■ TASK DESCRIPTION ■
Copy out the data below verbatim.

■ RECORDS FOR PROCESSING ■

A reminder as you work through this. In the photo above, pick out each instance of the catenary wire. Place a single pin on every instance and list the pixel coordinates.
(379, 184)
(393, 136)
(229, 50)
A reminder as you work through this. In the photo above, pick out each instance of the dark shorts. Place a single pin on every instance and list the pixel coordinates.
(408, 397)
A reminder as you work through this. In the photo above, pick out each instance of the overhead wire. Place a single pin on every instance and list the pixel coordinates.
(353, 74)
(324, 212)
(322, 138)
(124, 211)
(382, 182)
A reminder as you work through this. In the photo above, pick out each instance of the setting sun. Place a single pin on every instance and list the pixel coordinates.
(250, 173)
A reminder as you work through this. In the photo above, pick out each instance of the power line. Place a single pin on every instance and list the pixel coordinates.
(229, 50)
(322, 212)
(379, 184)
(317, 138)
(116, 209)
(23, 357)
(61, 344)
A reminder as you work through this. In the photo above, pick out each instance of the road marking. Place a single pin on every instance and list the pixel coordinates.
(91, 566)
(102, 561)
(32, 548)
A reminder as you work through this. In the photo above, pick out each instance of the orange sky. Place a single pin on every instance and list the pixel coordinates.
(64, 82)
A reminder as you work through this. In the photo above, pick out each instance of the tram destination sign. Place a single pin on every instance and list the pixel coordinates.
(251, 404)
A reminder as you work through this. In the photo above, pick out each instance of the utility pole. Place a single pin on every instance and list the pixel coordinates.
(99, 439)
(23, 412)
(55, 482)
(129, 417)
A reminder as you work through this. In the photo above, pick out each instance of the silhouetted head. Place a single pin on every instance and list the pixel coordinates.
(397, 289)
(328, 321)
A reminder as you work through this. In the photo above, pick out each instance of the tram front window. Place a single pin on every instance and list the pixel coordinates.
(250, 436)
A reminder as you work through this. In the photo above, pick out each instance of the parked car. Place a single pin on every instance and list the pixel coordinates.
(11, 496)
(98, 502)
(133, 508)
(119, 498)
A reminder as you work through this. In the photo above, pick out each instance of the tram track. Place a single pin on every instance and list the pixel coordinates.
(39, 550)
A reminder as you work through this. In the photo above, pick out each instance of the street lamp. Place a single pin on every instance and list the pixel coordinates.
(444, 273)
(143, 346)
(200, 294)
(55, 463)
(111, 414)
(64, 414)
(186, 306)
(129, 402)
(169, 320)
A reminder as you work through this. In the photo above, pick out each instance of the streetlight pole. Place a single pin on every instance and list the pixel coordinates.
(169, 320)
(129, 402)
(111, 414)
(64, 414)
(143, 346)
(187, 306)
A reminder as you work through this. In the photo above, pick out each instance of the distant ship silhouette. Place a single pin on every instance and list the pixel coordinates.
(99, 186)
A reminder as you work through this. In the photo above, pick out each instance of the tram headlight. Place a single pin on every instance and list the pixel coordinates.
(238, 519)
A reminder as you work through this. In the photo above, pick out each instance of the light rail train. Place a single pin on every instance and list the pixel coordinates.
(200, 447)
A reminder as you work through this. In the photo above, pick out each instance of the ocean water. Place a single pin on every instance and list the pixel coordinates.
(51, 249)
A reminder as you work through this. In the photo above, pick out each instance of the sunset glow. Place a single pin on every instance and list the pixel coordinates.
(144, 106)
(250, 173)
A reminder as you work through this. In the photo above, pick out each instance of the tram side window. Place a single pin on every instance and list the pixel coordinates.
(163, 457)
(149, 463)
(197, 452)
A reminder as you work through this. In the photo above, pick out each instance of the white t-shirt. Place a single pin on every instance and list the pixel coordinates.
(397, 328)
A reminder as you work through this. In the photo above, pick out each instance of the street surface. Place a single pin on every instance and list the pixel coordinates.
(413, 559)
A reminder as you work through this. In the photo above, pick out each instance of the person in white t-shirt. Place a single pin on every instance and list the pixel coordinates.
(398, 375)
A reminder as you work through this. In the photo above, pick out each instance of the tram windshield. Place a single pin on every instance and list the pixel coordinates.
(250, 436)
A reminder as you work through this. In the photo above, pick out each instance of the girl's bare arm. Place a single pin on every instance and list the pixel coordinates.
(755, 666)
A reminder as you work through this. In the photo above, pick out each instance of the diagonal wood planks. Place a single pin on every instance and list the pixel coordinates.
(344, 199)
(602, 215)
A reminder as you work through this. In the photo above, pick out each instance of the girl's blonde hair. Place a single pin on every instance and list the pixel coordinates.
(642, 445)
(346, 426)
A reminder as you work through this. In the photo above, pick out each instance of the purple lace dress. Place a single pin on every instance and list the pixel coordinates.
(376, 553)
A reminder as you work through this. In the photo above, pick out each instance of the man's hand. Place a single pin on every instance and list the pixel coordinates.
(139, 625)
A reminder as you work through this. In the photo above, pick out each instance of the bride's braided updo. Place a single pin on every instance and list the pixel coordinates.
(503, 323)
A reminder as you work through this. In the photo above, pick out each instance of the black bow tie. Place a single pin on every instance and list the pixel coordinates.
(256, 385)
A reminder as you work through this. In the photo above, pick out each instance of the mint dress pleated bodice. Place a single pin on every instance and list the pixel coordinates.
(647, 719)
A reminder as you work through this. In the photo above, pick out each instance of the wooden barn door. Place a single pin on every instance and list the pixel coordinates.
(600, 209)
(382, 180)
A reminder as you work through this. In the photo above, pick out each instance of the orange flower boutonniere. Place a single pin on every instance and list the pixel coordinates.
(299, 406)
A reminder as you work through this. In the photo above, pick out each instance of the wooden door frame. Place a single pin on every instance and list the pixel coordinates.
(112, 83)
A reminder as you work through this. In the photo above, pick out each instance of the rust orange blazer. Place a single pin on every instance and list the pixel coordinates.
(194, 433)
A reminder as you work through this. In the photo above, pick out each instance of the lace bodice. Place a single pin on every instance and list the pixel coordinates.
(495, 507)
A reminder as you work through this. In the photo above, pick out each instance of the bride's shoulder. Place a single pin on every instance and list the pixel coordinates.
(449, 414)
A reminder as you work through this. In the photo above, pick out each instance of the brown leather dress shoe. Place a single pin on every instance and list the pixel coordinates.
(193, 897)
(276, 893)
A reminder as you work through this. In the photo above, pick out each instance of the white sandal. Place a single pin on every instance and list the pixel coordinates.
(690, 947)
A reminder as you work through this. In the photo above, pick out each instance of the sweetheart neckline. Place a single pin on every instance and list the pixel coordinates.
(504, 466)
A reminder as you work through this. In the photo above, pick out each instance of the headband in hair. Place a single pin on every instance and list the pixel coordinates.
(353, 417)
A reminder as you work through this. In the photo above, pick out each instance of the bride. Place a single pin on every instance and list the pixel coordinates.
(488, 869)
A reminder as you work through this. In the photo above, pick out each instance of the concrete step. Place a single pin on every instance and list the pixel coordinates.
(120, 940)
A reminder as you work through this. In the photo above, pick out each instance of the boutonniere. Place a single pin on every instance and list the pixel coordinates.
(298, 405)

■ EXERCISE SOLUTION ■
A reminder as you work through this. In the photo above, pick out each instance of the catenary wire. Place a single pin on every instance and list the pixel coordinates.
(379, 184)
(393, 136)
(229, 50)
A reminder as you work through this. In the photo above, pick out each instance of the dark shorts. Place a single pin on every instance and list the pixel coordinates.
(408, 397)
A reminder as you work through this. In the photo above, pick out each instance of the overhead wire. Place a single pin on every instance and list the pixel coordinates.
(353, 74)
(324, 212)
(322, 138)
(124, 211)
(382, 182)
A reminder as you work through this. In the photo above, pick out each instance of the setting sun. Place a single pin on every instance and list the pixel coordinates.
(250, 173)
A reminder as you work through this. In the photo above, pick out each instance of the power line. Place a single pin on every instance and list the pixel coordinates.
(229, 50)
(322, 212)
(379, 184)
(317, 138)
(116, 209)
(23, 357)
(61, 344)
A reminder as you work through this. In the photo above, pick out each instance of the road marking. Place a single pin on every instance and list the pixel coordinates.
(91, 566)
(102, 561)
(32, 548)
A reminder as you work through this. In the photo above, pick out each instance of the orange sky. Place a single pin on every instance and list the pixel coordinates.
(64, 82)
A reminder as you work through this. In the photo above, pick out each instance of the tram destination sign. Place a single pin on every instance and list the pixel coordinates.
(251, 404)
A reminder as you work through this. In the photo above, pick out each instance of the utility pole. Place a single pin on every instance and list the pixel coordinates.
(99, 439)
(23, 412)
(55, 482)
(129, 417)
A reminder as you work through this. In the photo above, pick out each instance of the silhouetted head. Place a single pin on every instance and list the pixel coordinates.
(397, 289)
(328, 321)
A reminder as you work through this. In the photo above, pick out each instance of the tram front window. Place a single pin on every instance and list the pixel coordinates.
(250, 436)
A reminder as you work through this. In the photo above, pick out each instance of the parked car. Place a single pin on every instance and list the pixel coordinates.
(11, 496)
(98, 502)
(133, 508)
(119, 498)
A reminder as you work through this. In the photo above, pick out each instance of the tram track. Place a single pin on every instance and list the pixel coordinates.
(39, 550)
A reminder as you work through this. In the photo above, pick out each instance of the street lamp. Place a single pin on every instance and list the pixel coordinates.
(444, 273)
(143, 346)
(200, 294)
(55, 463)
(111, 414)
(64, 414)
(186, 306)
(129, 402)
(169, 320)
A reminder as you work through this. In the photo above, pick out each instance of the streetlight pole. Place a single pin on every instance and list the pixel coordinates.
(169, 320)
(129, 402)
(111, 414)
(64, 414)
(143, 346)
(187, 306)
A reminder as you work through this. In the photo above, pick out each instance of the distant ship silhouette. Place a single pin on every instance and list the pixel coordinates.
(99, 186)
A reminder as you work through this. In the photo above, pick out each instance of the tram headlight. Place a single pin on every instance and list the pixel coordinates.
(238, 519)
A reminder as you work through this. In the photo above, pick out each instance of the light rail train. Place a single pin on every instance and list the pixel coordinates.
(200, 447)
A reminder as you work through this. In the photo above, pick out each instance of the ocean water. Place a single pin on every instance and list the pixel coordinates.
(51, 249)
A reminder as you work through this. In the photo above, pick out each instance of the sunset glow. Place a single pin on every instance and list the pixel coordinates.
(144, 106)
(250, 173)
A reminder as you work through this. In the photo above, pick out each instance of the tram side window. Place a single pin on every instance and list the pixel coordinates.
(163, 457)
(149, 463)
(197, 452)
A reminder as you work through this. In the photo above, pick out each instance of the white t-shirt. Place a single pin on every instance and list the pixel coordinates.
(397, 328)
A reminder as you work through this. In the photo above, pick out each instance of the street surface. Place a single pin on every instance and list the pixel coordinates.
(413, 559)
A reminder as you work through this. In the photo above, pick out each instance of the person in white t-shirt. Place a single pin on every instance and list the pixel coordinates.
(398, 375)
A reminder as you work through this. In the photo above, pick out each instance of the tram windshield. Place a single pin on every instance and list the pixel coordinates.
(250, 436)
A reminder as you work through this. In the photo above, pick out each instance of the girl's bare arm. Place a single pin on every instance and list the pixel coordinates.
(755, 666)
A reminder as you work through this. In the photo above, pick out each instance of the diagonal wood planks. Place a single pin on every instance and list the pixel coordinates.
(344, 199)
(602, 215)
A reminder as you work through this. In the photo above, pick out each instance of the girl's blonde hair. Place a single pin on every instance and list the pixel coordinates.
(642, 445)
(346, 426)
A reminder as you work through this. In the photo above, pick out each instance of the purple lace dress. Place a single pin on every instance and list the pixel coordinates.
(376, 553)
A reminder as you work through this. In the photo above, pick out each instance of the man's hand. Place a single pin on every instance and list the pixel coordinates.
(139, 625)
A reminder as you work through this. In the photo above, pick out each instance of the bride's braided updo. Place a single pin on every instance and list the pixel coordinates.
(503, 323)
A reminder as you work through this. In the photo above, pick out each instance of the black bow tie. Place a single pin on every instance and list the pixel coordinates.
(256, 385)
A reminder as you work through this. In the photo above, pick out each instance of the mint dress pleated bodice. Place a single pin on every instance and list the pixel coordinates.
(647, 719)
A reminder as you work through this. In the photo above, pick out each instance of the wooden barn door. Place a single pin on every instance and list the pixel coordinates.
(600, 209)
(382, 180)
A reminder as you work through this. In the photo above, pick out each instance of the orange flower boutonniere. Place a single pin on every instance and list the pixel coordinates.
(299, 406)
A reminder as you work through this. In the photo above, pick out each instance of the wooden door frame. Place a single pin on every instance and list the pixel coordinates.
(112, 83)
A reminder as you work through this. In the photo above, pick out each instance of the rust orange blazer. Place a single pin on every instance and list the pixel coordinates.
(194, 433)
A reminder as you work through this. In the photo above, pick out each instance of the lace bodice. Place a single pin on every instance and list the pixel coordinates.
(495, 507)
A reminder as you work through this. In the photo above, pick out each instance of the bride's shoulder. Place a single pin on every instance and list the pixel coordinates.
(449, 414)
A reminder as you work through this. In the photo above, pick out each instance of the brown leather dress shoe. Place a single pin on every instance and list the pixel coordinates.
(193, 897)
(276, 893)
A reminder as you work through this. In the photo above, pick out each instance of the white sandal. Place a single pin on every instance and list the pixel coordinates.
(690, 947)
A reminder as you work through this. In the photo above, pick out each instance of the sweetheart neckline. Place a single pin on every instance and list the pixel coordinates.
(504, 466)
A reminder as you work through this. In the photo above, pick out each instance of the headband in hair. Place a single pin on every instance and list the pixel coordinates.
(353, 417)
A reminder as you work through this. In the photo above, pick out each instance of the bride. Place a single pin on every instance and list the pixel coordinates.
(488, 869)
A reminder as you work through this. In the photo above, pick out each instance of the concrete step. Place a single pin on every instance and list the pixel coordinates.
(120, 940)
A reminder as you work through this. In the photo above, pick out each instance of the boutonniere. Place a single pin on every instance and list the pixel coordinates.
(298, 405)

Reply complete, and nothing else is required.